> _What is being asked_
Return every line of the records below without alteration, leaving out the pictures.

> _Listed entries_
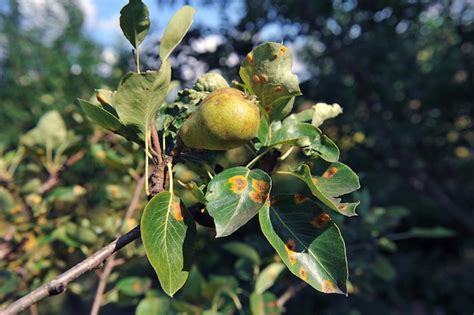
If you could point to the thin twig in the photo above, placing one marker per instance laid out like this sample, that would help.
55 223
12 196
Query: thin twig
112 262
60 283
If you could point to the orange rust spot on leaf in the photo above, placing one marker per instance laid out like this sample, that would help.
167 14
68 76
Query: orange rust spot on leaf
342 208
256 79
258 197
299 199
249 58
238 184
176 211
290 250
321 220
260 185
328 287
303 274
330 172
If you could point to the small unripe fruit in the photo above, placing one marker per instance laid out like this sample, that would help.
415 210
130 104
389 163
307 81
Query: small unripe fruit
210 82
226 119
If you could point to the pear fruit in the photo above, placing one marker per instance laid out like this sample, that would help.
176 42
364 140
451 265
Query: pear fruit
226 119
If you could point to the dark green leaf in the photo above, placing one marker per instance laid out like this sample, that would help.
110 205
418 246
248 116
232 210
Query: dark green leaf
176 30
135 22
330 182
434 232
167 230
308 242
306 136
235 196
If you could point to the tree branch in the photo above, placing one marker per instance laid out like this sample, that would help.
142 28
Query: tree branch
60 283
112 262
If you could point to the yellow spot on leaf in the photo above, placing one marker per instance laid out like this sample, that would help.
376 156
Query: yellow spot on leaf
238 184
176 211
299 199
260 185
321 220
258 197
249 58
290 247
303 274
342 208
328 287
256 79
330 172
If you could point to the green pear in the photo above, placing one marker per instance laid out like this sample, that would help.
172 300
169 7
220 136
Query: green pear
226 119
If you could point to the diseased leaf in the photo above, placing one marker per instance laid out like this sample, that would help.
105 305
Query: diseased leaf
267 73
268 276
308 242
235 196
327 182
140 95
167 230
135 22
308 137
264 304
243 250
175 31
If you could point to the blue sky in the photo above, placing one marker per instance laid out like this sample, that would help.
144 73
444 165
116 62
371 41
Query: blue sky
102 18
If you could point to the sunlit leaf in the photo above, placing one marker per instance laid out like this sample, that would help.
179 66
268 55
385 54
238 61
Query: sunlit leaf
50 132
328 182
307 240
167 230
135 22
267 73
235 196
176 30
140 95
306 136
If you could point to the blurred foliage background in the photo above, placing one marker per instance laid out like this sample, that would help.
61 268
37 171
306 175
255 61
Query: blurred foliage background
402 71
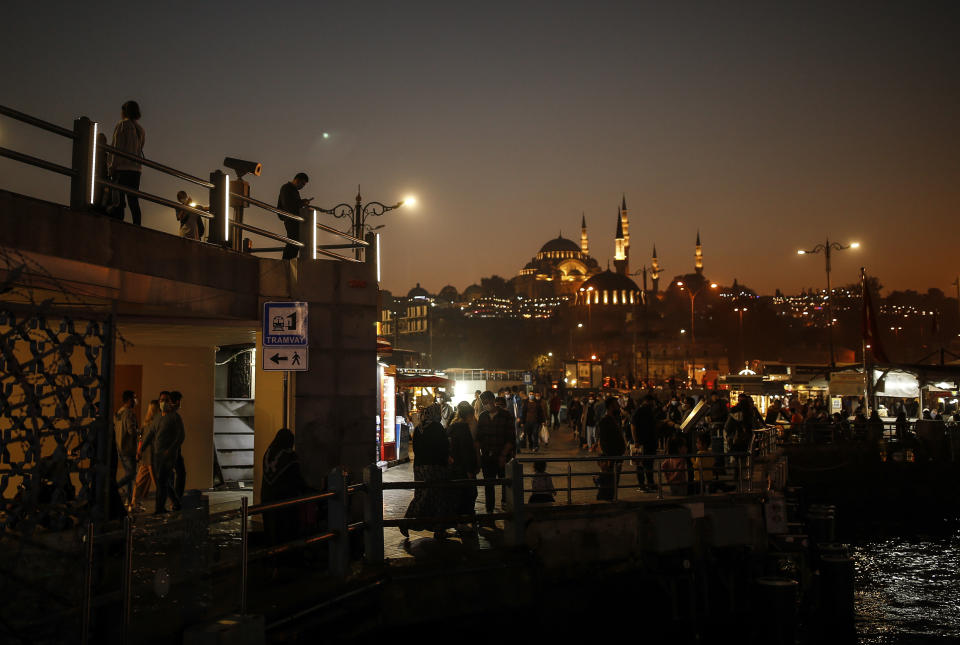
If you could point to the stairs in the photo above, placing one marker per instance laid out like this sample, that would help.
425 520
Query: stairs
233 440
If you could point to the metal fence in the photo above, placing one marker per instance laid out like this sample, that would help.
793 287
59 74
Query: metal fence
88 179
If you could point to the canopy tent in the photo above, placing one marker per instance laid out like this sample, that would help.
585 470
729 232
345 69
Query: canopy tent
418 380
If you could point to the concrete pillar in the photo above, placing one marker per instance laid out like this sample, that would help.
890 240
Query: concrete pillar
267 414
335 401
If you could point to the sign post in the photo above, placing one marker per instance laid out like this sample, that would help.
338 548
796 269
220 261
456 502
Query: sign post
285 343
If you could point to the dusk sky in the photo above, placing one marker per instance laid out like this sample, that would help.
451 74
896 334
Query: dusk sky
766 125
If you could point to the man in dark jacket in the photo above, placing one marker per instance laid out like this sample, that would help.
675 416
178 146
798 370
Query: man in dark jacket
289 201
165 438
644 431
497 443
611 442
532 416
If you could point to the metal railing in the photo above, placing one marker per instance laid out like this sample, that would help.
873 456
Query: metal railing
88 173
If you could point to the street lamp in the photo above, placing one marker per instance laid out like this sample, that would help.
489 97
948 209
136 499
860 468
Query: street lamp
359 212
588 295
693 296
827 247
740 311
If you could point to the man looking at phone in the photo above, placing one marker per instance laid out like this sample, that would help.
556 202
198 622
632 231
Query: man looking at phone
290 202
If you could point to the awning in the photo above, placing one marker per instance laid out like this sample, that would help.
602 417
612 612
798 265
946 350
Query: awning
424 381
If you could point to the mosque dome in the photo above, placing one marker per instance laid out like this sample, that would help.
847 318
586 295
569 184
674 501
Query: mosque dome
418 292
560 244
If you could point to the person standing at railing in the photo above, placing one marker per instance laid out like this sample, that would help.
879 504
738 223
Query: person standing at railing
703 466
901 426
129 136
675 467
532 416
145 456
165 439
464 460
125 428
282 479
611 443
643 428
589 436
290 201
495 432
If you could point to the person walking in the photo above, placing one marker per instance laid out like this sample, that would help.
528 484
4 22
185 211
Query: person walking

> _Worked answer_
If you could point to the thin twig in the photo above, placing one marker per instance laid out like this sample, that would help.
55 223
12 196
Query: thin twig
112 262
60 283
If you could point to the orange rust spot on leaf in the photo above, placing one marker per instance laid out like this sample, that would help.
167 14
68 76
Query: orange rust spot on leaf
342 208
256 79
258 197
299 199
249 58
238 184
176 211
290 250
321 220
260 185
328 287
303 274
330 172
If you could point to the small unripe fruit in the photo above, placing one marker per instance laid out like this sample, that would help.
415 210
130 104
389 163
307 81
Query: small unripe fruit
210 82
226 119
If you could point to the pear fruit in the photo above, placing one marker per instance laid out like this sample, that would help.
176 42
364 140
451 265
Query: pear fruit
226 119
If you could point to the dark green leaf in the photo above, placing one marker per instance laid out like this sample, that would help.
110 205
418 246
248 116
232 210
Query: dark green leaf
176 30
135 22
330 182
434 232
167 230
308 242
306 136
235 196
If you could point to the tree branch in the photo above, placing one marker per instance laid out like this sample, that would help.
142 28
Query: tree branch
60 283
112 262
If you could point to the yellow spot on leaf in the photo above, placing one marker per instance laid out like this sample, that would help.
376 156
Query: yellow spot on leaf
238 184
176 211
299 199
260 185
321 220
258 197
249 58
290 247
303 274
342 208
328 287
256 79
330 172
If you could point to the green pear in the photo above, placing one marker per instance laid out like this sample, that would help.
172 300
169 7
220 136
Query: green pear
226 119
If you could point to the diseased leaf in the photo above, placing one marker per instance laid out like this sample, that would help.
105 305
Query: diseased leaf
267 73
268 276
308 242
235 196
327 182
140 95
167 230
135 22
308 137
264 304
243 250
175 31
If you could point to the blue sky in the photo above, placing one marker per instance laid out like this sample, that would help.
144 73
444 165
116 62
371 41
Query: blue sky
102 18
If you could point to the sunlit leaf in the photo above, placing one marker per instance laid out like this sample, that would help.
179 66
268 55
385 54
238 61
Query: sunlit leaf
50 132
328 182
307 240
167 230
135 22
267 73
235 196
176 30
140 95
306 136
If you could point to the blurred foliage background in the photo above, placing one marker per instance laid out like this sample, that would help.
61 268
37 171
306 175
255 61
Query: blurred foliage background
402 71
If you could point to the stairs in the photo above, placing one marker per instance laid out like this sample, that would help.
425 520
Query: stairs
233 440
If you could point to the metal fence in the photo above, placing one marker per instance laid out like this sample, that would help.
793 287
59 74
Query: metal fence
88 179
If you could point to the canopy tent in the photo above, placing one marker per instance laid out like this sample, that would help.
585 470
729 232
345 69
Query: canopy tent
418 380
If you could point to the concrete pillar in the photo above, placing one marker per instance laid out like this sample, that would help.
890 240
Query: concrete pillar
267 414
335 401
If you could point to the sign post in the photo above, placing one marker per instance laid out like this sample, that would help.
338 548
796 269
220 261
456 502
Query: sign post
285 343
If you could point to the dusk sky in the photo above, placing one marker per instance laid out like this sample, that would help.
451 74
896 334
Query: dusk sky
766 125
If you could point to the man in dark jacket in the photo above, placing one marker per instance laid out like this sample, that would help.
675 416
178 146
798 370
Query: man in dark jacket
289 201
165 438
644 431
497 443
611 442
532 416
If you could point to the metal railing in the photo above, placing one marker per instance laid out like this sample, that would help.
873 456
Query: metal railing
88 173
If you could point to the street lamp in the photo above, placing one marker per instance laid out like this sample, that would help.
489 97
948 209
136 499
860 468
Query: street lamp
359 212
588 295
693 296
827 247
740 311
If you could point to the man looking at phone in the photo above, placing one marker per instance laid out like this sample, that would help.
556 202
198 622
632 231
Query: man looking at phone
290 202
If you could point to the awning in the photo above, placing one marker per instance laid out like this sample, that would help.
602 417
612 612
798 265
946 350
Query: awning
424 381
If you could point to the mosque dome in the photo above, placing one marker per instance laid out like this sample, that would help.
847 318
586 295
569 184
674 501
Query: mosque dome
418 292
560 244
If you could point to the person standing at railing in the photo above, placing one marker per instance laid out like this sample, that would help.
879 504
738 223
Query: person standing at railing
703 466
901 426
129 136
675 467
532 416
145 456
165 439
464 460
125 428
282 479
611 443
643 428
589 436
290 201
495 432
If you could point to the person walking in the photo above, placing one marker per instance laid out like this sample, that would help.
528 484
4 22
185 211
Query: person walking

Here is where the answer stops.